EXERCISE PROMPT: In the response, each entry below should appear again exactly as given.

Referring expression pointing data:

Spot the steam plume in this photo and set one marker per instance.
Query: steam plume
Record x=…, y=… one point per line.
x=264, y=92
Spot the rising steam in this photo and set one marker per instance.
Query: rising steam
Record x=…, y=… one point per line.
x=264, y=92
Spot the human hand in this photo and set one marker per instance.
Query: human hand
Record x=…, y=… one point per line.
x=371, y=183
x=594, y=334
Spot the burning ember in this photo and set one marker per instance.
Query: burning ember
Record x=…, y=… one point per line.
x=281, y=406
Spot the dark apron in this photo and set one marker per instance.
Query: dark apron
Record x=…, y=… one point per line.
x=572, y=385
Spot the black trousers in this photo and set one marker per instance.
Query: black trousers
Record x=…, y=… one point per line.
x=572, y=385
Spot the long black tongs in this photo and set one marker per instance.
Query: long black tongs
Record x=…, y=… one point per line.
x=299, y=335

EXERCISE RESULT:
Spot the steam plume in this photo and set one marker per instance.
Query: steam plume
Record x=…, y=… one point per line.
x=264, y=92
Spot the rising steam in this photo and set one marker per instance.
Query: rising steam
Record x=…, y=… one point per line.
x=264, y=92
Spot the human hand in this photo and set one marker per instance.
Query: human hand
Record x=…, y=… one point per line.
x=371, y=183
x=594, y=334
Spot the burning ember in this photo and set one marker per instance.
Query: burning ember
Record x=…, y=… one point per line.
x=281, y=406
Spot the dark apron in this photo and set one marker per instance.
Query: dark apron
Record x=…, y=… one point per line.
x=572, y=385
Spot the black trousers in this photo and set one marker per instance.
Query: black trousers
Record x=…, y=… one point per line.
x=572, y=385
Spot the long black tongs in this photo and set one marker per instance.
Query: long black tongs
Record x=…, y=… one point per line.
x=299, y=335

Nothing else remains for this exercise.